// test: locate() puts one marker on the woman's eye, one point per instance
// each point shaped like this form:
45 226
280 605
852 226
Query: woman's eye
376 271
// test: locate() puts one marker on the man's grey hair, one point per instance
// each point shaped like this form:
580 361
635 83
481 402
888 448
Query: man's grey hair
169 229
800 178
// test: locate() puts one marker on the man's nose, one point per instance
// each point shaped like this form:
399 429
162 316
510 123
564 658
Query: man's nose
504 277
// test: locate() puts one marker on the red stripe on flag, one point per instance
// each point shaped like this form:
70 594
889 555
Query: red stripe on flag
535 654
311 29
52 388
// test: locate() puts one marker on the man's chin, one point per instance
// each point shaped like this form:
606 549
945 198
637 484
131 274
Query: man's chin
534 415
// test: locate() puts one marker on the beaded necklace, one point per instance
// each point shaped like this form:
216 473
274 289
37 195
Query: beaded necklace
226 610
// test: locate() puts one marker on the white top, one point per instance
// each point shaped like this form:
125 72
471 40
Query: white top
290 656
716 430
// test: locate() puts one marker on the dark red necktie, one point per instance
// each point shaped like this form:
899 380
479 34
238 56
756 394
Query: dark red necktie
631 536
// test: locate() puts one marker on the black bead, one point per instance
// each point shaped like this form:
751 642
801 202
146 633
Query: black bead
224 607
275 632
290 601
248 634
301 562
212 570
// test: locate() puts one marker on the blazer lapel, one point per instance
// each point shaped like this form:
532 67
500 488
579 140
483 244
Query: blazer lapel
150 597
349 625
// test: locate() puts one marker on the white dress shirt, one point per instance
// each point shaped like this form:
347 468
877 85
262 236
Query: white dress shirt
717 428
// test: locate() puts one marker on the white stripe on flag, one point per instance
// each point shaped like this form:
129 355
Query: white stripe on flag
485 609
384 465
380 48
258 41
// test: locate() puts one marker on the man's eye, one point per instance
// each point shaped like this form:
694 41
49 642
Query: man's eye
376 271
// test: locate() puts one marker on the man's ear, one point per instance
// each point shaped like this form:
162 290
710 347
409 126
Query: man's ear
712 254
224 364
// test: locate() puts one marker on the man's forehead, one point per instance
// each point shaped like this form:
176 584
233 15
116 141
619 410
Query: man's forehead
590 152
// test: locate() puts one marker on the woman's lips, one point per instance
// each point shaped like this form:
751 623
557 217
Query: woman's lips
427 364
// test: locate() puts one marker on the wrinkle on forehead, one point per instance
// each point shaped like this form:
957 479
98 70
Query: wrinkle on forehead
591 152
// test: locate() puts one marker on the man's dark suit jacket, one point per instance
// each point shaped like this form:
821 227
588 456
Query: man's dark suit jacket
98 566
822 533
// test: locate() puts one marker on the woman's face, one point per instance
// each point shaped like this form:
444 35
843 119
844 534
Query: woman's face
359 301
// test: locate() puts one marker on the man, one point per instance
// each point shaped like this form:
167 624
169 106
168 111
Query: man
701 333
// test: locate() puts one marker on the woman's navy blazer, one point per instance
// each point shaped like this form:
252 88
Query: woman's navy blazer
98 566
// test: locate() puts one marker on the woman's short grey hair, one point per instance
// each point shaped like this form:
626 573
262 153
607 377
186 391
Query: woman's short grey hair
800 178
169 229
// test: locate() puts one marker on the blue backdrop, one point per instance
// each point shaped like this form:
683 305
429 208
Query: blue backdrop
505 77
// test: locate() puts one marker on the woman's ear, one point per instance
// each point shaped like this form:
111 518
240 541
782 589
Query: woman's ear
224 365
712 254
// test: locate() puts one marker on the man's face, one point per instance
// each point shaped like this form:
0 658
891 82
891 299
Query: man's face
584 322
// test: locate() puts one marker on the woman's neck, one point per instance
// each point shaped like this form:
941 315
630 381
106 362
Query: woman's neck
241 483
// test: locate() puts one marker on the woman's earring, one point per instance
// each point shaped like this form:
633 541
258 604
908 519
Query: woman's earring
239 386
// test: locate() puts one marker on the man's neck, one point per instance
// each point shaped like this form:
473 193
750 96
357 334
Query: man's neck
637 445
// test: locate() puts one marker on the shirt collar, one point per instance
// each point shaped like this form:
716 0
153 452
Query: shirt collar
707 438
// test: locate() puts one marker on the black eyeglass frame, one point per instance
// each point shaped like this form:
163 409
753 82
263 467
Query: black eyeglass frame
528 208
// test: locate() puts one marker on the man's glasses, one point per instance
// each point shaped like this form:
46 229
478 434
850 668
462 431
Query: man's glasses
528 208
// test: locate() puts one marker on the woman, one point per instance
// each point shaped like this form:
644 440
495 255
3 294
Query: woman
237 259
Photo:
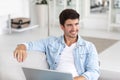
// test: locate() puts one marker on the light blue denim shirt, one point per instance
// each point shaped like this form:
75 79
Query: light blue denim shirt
85 55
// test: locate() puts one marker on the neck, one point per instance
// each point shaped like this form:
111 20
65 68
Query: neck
70 41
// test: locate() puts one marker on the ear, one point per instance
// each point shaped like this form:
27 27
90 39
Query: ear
62 27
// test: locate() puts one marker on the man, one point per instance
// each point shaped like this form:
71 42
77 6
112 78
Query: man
67 53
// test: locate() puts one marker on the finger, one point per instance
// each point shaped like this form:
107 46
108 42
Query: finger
15 54
24 56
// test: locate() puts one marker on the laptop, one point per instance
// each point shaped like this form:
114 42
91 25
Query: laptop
40 74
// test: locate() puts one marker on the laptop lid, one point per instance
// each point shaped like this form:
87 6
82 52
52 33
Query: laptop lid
38 74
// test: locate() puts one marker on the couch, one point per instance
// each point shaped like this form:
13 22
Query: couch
10 69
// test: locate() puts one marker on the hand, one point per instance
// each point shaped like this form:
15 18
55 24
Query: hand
79 78
20 53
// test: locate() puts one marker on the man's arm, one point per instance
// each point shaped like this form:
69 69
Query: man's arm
79 78
20 53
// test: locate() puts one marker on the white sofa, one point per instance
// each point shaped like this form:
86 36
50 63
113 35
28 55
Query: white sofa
10 69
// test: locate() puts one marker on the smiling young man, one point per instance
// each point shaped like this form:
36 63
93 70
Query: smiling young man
67 53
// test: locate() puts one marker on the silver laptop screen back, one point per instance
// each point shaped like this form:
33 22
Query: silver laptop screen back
37 74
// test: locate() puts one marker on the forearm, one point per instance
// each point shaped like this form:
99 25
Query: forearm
79 78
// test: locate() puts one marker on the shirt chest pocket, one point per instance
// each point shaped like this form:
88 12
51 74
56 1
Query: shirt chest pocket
82 55
52 49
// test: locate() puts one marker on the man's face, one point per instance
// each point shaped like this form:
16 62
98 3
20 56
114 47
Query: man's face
71 28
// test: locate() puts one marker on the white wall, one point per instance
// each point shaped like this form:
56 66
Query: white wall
94 21
16 8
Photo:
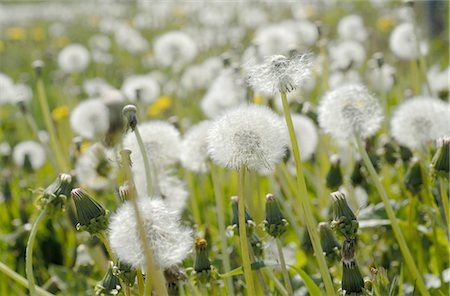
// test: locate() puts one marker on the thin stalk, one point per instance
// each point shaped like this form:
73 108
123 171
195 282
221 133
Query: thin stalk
445 197
61 161
284 270
29 253
304 202
391 215
147 168
222 228
153 272
246 265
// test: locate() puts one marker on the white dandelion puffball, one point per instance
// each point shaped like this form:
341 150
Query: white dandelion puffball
169 241
90 119
73 58
227 91
279 73
31 150
306 134
161 140
402 42
95 167
351 27
251 135
143 85
349 110
419 121
174 48
194 147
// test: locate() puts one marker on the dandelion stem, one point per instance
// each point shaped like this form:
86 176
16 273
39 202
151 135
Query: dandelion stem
21 280
303 199
62 164
246 265
391 215
445 197
29 253
284 270
222 228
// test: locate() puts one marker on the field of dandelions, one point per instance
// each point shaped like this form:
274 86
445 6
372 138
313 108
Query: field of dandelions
214 148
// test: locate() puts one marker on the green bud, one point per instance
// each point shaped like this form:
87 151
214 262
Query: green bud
334 176
55 195
275 224
344 221
92 217
125 272
202 265
413 178
109 285
441 159
330 245
352 280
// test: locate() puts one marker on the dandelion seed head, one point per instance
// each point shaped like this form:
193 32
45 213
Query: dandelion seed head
142 86
194 147
95 168
279 73
161 140
31 150
402 42
74 58
348 110
169 241
90 119
251 135
420 120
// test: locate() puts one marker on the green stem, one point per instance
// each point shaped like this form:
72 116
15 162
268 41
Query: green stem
303 199
21 280
246 265
445 197
29 253
284 271
62 164
391 215
222 227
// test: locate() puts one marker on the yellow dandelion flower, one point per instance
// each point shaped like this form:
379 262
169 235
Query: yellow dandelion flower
60 113
161 104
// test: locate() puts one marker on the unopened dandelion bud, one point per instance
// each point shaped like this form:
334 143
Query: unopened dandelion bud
330 245
38 65
129 112
275 223
440 161
55 195
334 178
110 284
413 177
352 280
125 272
92 217
235 216
348 249
344 221
202 265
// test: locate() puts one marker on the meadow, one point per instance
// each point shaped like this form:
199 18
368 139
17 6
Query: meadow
224 148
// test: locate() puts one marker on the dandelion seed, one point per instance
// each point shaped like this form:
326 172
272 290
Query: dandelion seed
170 241
73 58
279 73
194 147
420 120
90 119
251 135
349 110
95 168
29 153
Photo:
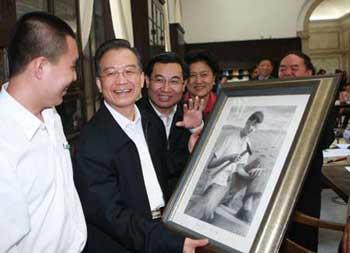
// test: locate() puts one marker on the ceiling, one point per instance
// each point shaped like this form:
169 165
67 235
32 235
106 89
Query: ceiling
331 9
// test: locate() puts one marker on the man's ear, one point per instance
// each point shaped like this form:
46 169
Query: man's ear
184 86
39 66
99 85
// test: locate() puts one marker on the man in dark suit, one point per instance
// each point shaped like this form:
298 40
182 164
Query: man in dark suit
297 64
166 77
120 167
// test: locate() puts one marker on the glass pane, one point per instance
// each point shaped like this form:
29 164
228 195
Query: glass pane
65 9
25 6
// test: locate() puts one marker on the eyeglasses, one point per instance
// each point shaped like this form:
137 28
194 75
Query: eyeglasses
201 75
162 81
128 72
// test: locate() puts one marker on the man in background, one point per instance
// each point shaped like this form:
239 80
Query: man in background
264 68
297 64
166 78
39 209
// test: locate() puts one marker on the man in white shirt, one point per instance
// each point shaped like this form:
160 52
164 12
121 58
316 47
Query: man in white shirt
40 209
120 166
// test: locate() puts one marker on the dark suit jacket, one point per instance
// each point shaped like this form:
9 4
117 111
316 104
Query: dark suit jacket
309 201
177 143
110 183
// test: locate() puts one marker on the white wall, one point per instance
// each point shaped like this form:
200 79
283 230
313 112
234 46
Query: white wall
229 20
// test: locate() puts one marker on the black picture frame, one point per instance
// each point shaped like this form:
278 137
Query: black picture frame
293 114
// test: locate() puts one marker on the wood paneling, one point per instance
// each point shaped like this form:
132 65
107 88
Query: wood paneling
244 54
177 39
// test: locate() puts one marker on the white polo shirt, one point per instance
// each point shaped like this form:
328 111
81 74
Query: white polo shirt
134 131
40 210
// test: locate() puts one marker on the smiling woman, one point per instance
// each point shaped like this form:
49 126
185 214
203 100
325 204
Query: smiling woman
204 68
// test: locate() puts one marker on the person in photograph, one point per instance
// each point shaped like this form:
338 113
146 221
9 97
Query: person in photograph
298 64
40 209
120 165
166 78
204 69
228 163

DIRECTIONS FOR THIS TASK –
Please print the lines from the start of the records up to and including the line with "chin, one point per instance", copying each one exactly and leaving out the rest.

TASK ANSWER –
// test: locate() puts one marker on the woman's eye, one point per instance
// each point shaped like this form:
45 226
280 605
852 226
Query: woman's eye
376 271
// test: locate() puts one marker on the man's grey hair, one point per instance
// each point shaped like this form:
580 361
635 83
481 402
888 448
Query: man's grey hair
169 229
800 178
// test: locate() puts one marker on the man's nose, one point per instance
// each point shaped like this form:
399 429
162 316
510 123
564 658
Query: man's nose
504 277
// test: locate() puts one marker on the red stripe on flag, one point per instance
// each point shaped like this form:
70 594
889 555
Query: red stripe on flag
535 654
311 29
52 388
// test: locate() puts one marker on the man's chin, one point per instance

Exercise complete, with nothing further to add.